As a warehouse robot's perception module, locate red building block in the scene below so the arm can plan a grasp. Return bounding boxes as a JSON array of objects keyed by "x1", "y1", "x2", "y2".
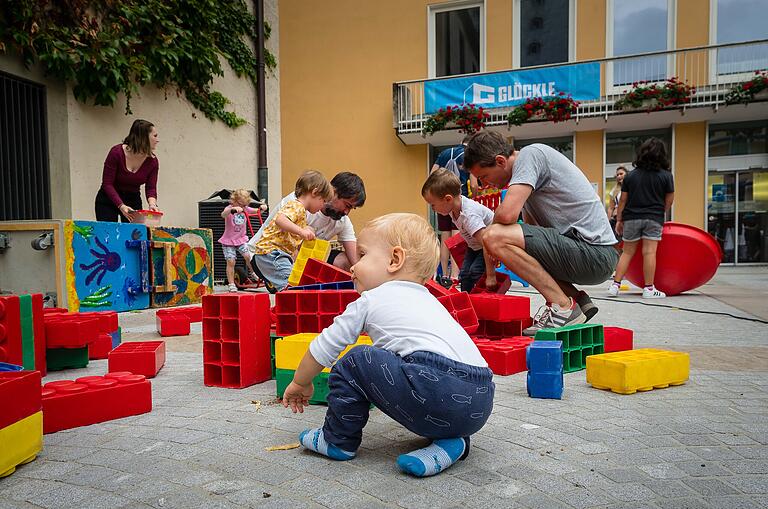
[
  {"x1": 42, "y1": 372, "x2": 152, "y2": 433},
  {"x1": 424, "y1": 279, "x2": 458, "y2": 297},
  {"x1": 471, "y1": 272, "x2": 512, "y2": 295},
  {"x1": 469, "y1": 293, "x2": 531, "y2": 322},
  {"x1": 437, "y1": 292, "x2": 479, "y2": 334},
  {"x1": 43, "y1": 313, "x2": 100, "y2": 348},
  {"x1": 0, "y1": 295, "x2": 24, "y2": 366},
  {"x1": 0, "y1": 371, "x2": 42, "y2": 429},
  {"x1": 274, "y1": 290, "x2": 360, "y2": 336},
  {"x1": 603, "y1": 327, "x2": 634, "y2": 353},
  {"x1": 476, "y1": 336, "x2": 533, "y2": 375},
  {"x1": 109, "y1": 341, "x2": 165, "y2": 378},
  {"x1": 298, "y1": 258, "x2": 352, "y2": 286},
  {"x1": 32, "y1": 293, "x2": 48, "y2": 376},
  {"x1": 445, "y1": 233, "x2": 467, "y2": 267},
  {"x1": 203, "y1": 293, "x2": 272, "y2": 388},
  {"x1": 155, "y1": 309, "x2": 190, "y2": 337}
]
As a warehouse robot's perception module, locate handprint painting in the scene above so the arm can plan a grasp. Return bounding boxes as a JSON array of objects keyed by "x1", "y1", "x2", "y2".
[{"x1": 64, "y1": 221, "x2": 149, "y2": 311}]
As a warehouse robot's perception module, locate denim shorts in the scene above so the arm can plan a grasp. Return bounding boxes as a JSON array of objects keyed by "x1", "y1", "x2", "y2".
[
  {"x1": 221, "y1": 244, "x2": 250, "y2": 260},
  {"x1": 622, "y1": 219, "x2": 662, "y2": 242},
  {"x1": 251, "y1": 250, "x2": 293, "y2": 291}
]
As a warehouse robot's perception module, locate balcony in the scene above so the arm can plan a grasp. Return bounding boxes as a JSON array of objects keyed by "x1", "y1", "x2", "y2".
[{"x1": 393, "y1": 39, "x2": 768, "y2": 145}]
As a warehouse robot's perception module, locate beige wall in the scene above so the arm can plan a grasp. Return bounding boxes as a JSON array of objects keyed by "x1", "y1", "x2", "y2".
[
  {"x1": 0, "y1": 0, "x2": 281, "y2": 226},
  {"x1": 672, "y1": 122, "x2": 707, "y2": 228}
]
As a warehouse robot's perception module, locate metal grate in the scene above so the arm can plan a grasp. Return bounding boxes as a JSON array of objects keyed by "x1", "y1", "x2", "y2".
[{"x1": 0, "y1": 72, "x2": 51, "y2": 221}]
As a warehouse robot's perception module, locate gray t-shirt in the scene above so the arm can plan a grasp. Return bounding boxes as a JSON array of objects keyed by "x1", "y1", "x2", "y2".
[
  {"x1": 509, "y1": 143, "x2": 616, "y2": 246},
  {"x1": 451, "y1": 196, "x2": 493, "y2": 251}
]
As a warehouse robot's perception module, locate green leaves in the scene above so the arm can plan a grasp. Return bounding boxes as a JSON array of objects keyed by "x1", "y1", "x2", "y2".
[{"x1": 0, "y1": 0, "x2": 277, "y2": 128}]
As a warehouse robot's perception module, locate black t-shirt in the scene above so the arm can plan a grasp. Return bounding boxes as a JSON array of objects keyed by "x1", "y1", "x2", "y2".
[{"x1": 621, "y1": 168, "x2": 675, "y2": 224}]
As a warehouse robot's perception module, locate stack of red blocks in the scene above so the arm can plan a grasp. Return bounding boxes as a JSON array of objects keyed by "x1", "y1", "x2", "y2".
[
  {"x1": 203, "y1": 293, "x2": 272, "y2": 388},
  {"x1": 298, "y1": 258, "x2": 352, "y2": 286},
  {"x1": 275, "y1": 290, "x2": 360, "y2": 336}
]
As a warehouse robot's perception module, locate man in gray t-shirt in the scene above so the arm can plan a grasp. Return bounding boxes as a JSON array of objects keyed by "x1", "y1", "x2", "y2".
[{"x1": 464, "y1": 131, "x2": 618, "y2": 335}]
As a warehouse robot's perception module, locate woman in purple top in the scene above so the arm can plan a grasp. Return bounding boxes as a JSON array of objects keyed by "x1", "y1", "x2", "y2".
[{"x1": 96, "y1": 120, "x2": 160, "y2": 222}]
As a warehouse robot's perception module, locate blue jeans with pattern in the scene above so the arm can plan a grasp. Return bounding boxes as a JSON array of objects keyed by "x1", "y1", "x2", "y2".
[{"x1": 323, "y1": 346, "x2": 496, "y2": 452}]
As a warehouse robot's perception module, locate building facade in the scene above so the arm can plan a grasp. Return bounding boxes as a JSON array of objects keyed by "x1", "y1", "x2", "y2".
[{"x1": 280, "y1": 0, "x2": 768, "y2": 263}]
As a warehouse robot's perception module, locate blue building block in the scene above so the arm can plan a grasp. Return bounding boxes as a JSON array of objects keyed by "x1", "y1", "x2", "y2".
[
  {"x1": 525, "y1": 341, "x2": 563, "y2": 373},
  {"x1": 525, "y1": 341, "x2": 563, "y2": 399}
]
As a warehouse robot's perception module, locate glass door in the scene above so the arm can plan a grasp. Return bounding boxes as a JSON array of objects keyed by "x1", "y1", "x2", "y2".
[{"x1": 707, "y1": 169, "x2": 768, "y2": 263}]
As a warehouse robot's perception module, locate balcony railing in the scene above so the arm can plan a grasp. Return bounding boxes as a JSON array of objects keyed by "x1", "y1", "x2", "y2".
[{"x1": 393, "y1": 39, "x2": 768, "y2": 140}]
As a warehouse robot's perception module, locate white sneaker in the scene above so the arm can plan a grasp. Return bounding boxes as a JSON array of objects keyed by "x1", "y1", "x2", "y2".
[{"x1": 643, "y1": 286, "x2": 667, "y2": 299}]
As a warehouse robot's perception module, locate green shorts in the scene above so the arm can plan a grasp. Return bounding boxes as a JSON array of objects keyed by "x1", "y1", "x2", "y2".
[{"x1": 520, "y1": 224, "x2": 619, "y2": 285}]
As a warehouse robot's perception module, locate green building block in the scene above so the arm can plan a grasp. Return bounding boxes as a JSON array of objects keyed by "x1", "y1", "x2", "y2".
[
  {"x1": 19, "y1": 295, "x2": 35, "y2": 371},
  {"x1": 275, "y1": 369, "x2": 329, "y2": 405},
  {"x1": 534, "y1": 323, "x2": 605, "y2": 373},
  {"x1": 45, "y1": 346, "x2": 88, "y2": 371}
]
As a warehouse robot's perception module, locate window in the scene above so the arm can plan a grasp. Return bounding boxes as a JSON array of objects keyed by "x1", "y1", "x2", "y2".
[
  {"x1": 608, "y1": 0, "x2": 674, "y2": 86},
  {"x1": 515, "y1": 136, "x2": 573, "y2": 161},
  {"x1": 709, "y1": 120, "x2": 768, "y2": 157},
  {"x1": 513, "y1": 0, "x2": 573, "y2": 67},
  {"x1": 429, "y1": 4, "x2": 485, "y2": 78},
  {"x1": 711, "y1": 0, "x2": 768, "y2": 75}
]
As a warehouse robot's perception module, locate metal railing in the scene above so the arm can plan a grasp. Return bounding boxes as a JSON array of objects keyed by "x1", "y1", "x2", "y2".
[{"x1": 393, "y1": 39, "x2": 768, "y2": 134}]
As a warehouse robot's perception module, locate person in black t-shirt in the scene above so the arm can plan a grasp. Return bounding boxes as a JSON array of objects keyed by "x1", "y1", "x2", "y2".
[{"x1": 608, "y1": 138, "x2": 675, "y2": 299}]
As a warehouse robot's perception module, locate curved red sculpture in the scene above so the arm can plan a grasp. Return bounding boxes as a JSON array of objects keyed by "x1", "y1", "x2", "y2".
[{"x1": 625, "y1": 222, "x2": 723, "y2": 295}]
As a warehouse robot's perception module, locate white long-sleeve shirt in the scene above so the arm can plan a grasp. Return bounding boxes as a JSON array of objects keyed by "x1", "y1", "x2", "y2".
[{"x1": 309, "y1": 281, "x2": 488, "y2": 367}]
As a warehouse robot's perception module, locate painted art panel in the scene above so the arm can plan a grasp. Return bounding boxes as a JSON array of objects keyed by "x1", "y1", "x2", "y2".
[
  {"x1": 64, "y1": 221, "x2": 149, "y2": 311},
  {"x1": 150, "y1": 226, "x2": 213, "y2": 307}
]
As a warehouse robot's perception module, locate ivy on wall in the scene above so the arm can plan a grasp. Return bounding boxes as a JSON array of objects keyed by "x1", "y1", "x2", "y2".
[{"x1": 0, "y1": 0, "x2": 277, "y2": 128}]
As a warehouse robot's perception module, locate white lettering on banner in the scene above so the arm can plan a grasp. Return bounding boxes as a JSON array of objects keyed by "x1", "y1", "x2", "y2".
[{"x1": 472, "y1": 83, "x2": 502, "y2": 104}]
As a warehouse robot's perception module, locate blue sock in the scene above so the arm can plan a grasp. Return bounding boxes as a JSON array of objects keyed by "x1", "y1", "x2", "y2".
[
  {"x1": 299, "y1": 428, "x2": 355, "y2": 461},
  {"x1": 397, "y1": 438, "x2": 469, "y2": 477}
]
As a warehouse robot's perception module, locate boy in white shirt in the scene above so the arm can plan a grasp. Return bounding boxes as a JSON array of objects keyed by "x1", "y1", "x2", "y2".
[
  {"x1": 283, "y1": 213, "x2": 495, "y2": 477},
  {"x1": 421, "y1": 168, "x2": 496, "y2": 293}
]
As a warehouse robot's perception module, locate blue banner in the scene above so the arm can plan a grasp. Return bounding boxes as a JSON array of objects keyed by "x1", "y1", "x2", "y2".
[{"x1": 424, "y1": 62, "x2": 600, "y2": 113}]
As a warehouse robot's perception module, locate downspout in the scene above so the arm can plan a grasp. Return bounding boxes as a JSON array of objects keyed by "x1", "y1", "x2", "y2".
[{"x1": 256, "y1": 0, "x2": 269, "y2": 203}]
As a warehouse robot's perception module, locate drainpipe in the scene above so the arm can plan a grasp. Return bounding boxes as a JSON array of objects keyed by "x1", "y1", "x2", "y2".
[{"x1": 256, "y1": 0, "x2": 269, "y2": 203}]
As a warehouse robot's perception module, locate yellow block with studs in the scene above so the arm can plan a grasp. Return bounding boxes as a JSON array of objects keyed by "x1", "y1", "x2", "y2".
[
  {"x1": 587, "y1": 348, "x2": 691, "y2": 394},
  {"x1": 288, "y1": 239, "x2": 331, "y2": 286},
  {"x1": 0, "y1": 412, "x2": 43, "y2": 477},
  {"x1": 275, "y1": 332, "x2": 373, "y2": 373}
]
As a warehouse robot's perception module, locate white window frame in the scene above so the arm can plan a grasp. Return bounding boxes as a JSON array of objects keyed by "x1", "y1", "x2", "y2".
[
  {"x1": 605, "y1": 0, "x2": 677, "y2": 94},
  {"x1": 512, "y1": 0, "x2": 576, "y2": 69},
  {"x1": 427, "y1": 0, "x2": 486, "y2": 78}
]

——

__CHALLENGE__.
Take the lines of the entries above, from the line containing "As a warehouse robot's perception module, locate white window" through the end of the entries, both included, and format them as a JSON list of strings with one string per line and blank lines omitted.

__ANSWER TO THE PROBLEM__.
[
  "As a warehouse robot's perception module, locate white window frame in the scene above so the arm can plan a grasp. Return bounding boxes as a JSON array of objects keyed by \"x1\", \"y1\", \"x2\", \"y2\".",
  "[",
  "  {\"x1\": 605, \"y1\": 0, \"x2\": 677, \"y2\": 94},",
  "  {\"x1\": 512, \"y1\": 0, \"x2\": 576, \"y2\": 69},",
  "  {\"x1\": 427, \"y1\": 0, \"x2\": 486, \"y2\": 78}",
  "]"
]